Start of TASK INPUT

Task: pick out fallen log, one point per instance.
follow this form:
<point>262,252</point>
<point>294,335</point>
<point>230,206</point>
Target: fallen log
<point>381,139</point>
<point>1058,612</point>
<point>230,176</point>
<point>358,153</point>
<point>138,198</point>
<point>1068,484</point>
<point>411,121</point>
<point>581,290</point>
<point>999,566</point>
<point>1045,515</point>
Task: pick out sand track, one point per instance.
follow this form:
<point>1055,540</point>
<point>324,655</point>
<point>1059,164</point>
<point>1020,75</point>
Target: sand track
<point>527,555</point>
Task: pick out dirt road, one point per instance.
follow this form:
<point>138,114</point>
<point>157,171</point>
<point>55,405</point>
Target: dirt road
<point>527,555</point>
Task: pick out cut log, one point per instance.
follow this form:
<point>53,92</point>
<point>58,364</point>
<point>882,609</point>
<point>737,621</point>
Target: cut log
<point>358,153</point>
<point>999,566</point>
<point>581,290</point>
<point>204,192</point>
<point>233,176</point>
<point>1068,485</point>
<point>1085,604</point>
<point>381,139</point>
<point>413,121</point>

End of TASK INPUT
Start of TASK INPUT

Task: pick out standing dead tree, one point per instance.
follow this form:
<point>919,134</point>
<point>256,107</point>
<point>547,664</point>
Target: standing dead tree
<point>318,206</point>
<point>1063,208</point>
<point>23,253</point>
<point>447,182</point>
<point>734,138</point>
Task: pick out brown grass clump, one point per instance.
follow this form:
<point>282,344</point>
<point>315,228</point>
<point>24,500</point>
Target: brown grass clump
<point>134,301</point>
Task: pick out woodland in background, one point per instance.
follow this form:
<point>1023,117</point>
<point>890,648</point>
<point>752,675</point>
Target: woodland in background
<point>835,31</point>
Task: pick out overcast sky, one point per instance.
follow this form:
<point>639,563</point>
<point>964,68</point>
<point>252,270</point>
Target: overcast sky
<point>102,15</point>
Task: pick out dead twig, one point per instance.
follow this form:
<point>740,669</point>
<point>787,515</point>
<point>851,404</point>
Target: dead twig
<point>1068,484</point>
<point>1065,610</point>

End of TASK INPUT

WORK INSTRUCTIONS: Could you set down, word for word, only the lines above from the line with "Task: pick out woodland" to the line with "<point>851,404</point>", including both?

RESPONSE TO THE TASK:
Task: pick out woodland in background, one point per instance.
follow this form:
<point>1023,117</point>
<point>890,648</point>
<point>752,675</point>
Target: woodland in background
<point>835,31</point>
Task: pick out overcast sky, one point per instance.
follow this form:
<point>639,563</point>
<point>964,68</point>
<point>252,270</point>
Target: overcast sky
<point>102,15</point>
Task: pick out dead twig, one point per instance.
follow this form:
<point>740,669</point>
<point>787,515</point>
<point>851,404</point>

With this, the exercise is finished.